EXERCISE DETAILS:
Write out, word for word, only the lines from the one with "Task: point out each instance of the wet sand" to the end of the data below.
[TASK INPUTS]
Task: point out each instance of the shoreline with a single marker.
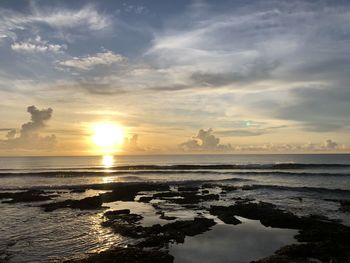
(321, 238)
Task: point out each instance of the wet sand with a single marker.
(192, 221)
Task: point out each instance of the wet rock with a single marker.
(188, 189)
(117, 212)
(345, 206)
(166, 194)
(24, 197)
(127, 255)
(268, 214)
(78, 190)
(225, 214)
(87, 203)
(157, 235)
(163, 216)
(323, 239)
(176, 232)
(121, 217)
(145, 199)
(229, 188)
(191, 198)
(207, 185)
[/TASK INPUTS]
RESPONSE BELOW:
Task: point out each instance of the wet sand with a single marker.
(192, 221)
Task: point out each instance of the wet rock with a single marker.
(188, 189)
(117, 212)
(345, 206)
(166, 194)
(24, 197)
(127, 255)
(268, 214)
(78, 190)
(225, 214)
(87, 203)
(157, 235)
(163, 216)
(323, 239)
(176, 232)
(121, 217)
(145, 199)
(229, 188)
(191, 198)
(207, 185)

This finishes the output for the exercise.